Pour l’établir, il suffit aujourd’hui des vingt sonates et caprices que recueillirent les mains défaillantes, mais fidèles, de Teodor de Wyzewa. Nous ne ferons que rappeler ici le Gradus ad Parnassum. Il est familier à tous les pianistes, surtout aux jeunes ; mais ceux-ci, d’ordinaire, et justement à cause de leur jeunesse, ne l’estiment pas son véritable prix. Un Wyzewa du moins en faisait grand cas. Il y voyait à tout moment, sous l’ « exercice » ou l’ « étude, » ou bien plutôt au-dessus, et très haut, la pensée, le sentiment apparaître et changer des formules techniques en des formes de pure et libre beauté. Dans le troisième et dernier volume, très supérieur aux deux autres, dans cette musique d’un passé déjà lointain, il savait reconnaître parfois, à des signes étranges, mais qui ne le trompaient pas, comme un pressentiment de la musique dite, hier encore, « de l’avenir. »

Au fond, une seule musique importe, celle de toujours. Et l’on ne saurait hésiter à tenir Clementi pour un maître, et non des moindres, de cette musique-là. Contemporain de Mozart et de Beethoven, né quatre ans avant l’un, dix-huit ans avant l’autre, il survit à ce dernier de cinq ans. S’il s’est inspiré de Mozart, Mozart, en retour, a subi son influence. Mais surtout, et c’est là son titre le plus glorieux, précurseur incontestable de Beethoven, il l’a plus d’une fois égalé.

Défi 1:
Extrayez des entrées chaque ligne où figure la chaîne « apple ».
Le passage et les entrées proviennent de sources distinctes.

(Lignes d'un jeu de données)
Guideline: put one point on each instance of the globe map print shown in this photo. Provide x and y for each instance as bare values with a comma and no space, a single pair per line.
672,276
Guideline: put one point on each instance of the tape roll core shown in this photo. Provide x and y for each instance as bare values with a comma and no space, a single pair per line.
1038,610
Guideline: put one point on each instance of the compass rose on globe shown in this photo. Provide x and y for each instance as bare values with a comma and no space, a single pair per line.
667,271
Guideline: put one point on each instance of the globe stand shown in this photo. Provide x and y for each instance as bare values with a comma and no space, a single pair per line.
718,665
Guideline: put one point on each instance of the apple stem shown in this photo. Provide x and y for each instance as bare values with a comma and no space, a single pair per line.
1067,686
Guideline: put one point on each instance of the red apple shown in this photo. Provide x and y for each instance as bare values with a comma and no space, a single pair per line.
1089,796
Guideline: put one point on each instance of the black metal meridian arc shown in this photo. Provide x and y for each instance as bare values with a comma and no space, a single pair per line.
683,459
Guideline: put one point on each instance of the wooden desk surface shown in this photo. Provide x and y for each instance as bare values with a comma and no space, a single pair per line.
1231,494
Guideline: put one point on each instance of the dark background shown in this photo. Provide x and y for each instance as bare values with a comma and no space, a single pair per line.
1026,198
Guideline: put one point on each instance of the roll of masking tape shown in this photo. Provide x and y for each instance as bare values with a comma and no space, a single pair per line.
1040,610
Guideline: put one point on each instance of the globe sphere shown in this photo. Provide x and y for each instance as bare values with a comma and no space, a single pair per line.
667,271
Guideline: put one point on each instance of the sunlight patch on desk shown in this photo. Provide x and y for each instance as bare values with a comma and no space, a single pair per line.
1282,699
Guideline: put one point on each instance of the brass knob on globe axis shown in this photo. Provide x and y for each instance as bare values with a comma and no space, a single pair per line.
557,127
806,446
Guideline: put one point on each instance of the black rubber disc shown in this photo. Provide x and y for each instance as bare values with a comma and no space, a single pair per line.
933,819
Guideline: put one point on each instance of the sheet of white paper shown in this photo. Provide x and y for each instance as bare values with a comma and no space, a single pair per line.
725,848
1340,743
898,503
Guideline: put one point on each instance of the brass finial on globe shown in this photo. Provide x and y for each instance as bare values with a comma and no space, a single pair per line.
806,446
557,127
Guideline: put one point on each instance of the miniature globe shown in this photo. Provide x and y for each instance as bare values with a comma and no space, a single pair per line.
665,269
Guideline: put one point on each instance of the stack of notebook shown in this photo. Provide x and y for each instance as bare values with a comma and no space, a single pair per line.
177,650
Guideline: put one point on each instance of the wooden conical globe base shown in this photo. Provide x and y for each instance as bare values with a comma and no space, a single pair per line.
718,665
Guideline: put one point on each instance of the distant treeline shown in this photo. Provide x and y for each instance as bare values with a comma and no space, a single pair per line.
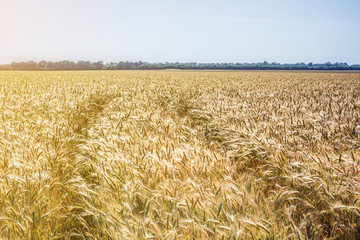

Défi 2:
Dressez la liste de toutes les personnes nommées dans le passage sur Clementi.

Résultat 1:
Guideline: put one point on each instance of the apple stem shown in this photo. Provide x and y for each instance as bare values with a comma and no space, a single pair per line.
Guideline: put one point on each instance of the red apple shown in this photo. Provide x and y for each instance as bare values with a comma and no space, a single pair per line.

Résultat 2:
Teodor de Wyzewa
Clementi
Mozart
Beethoven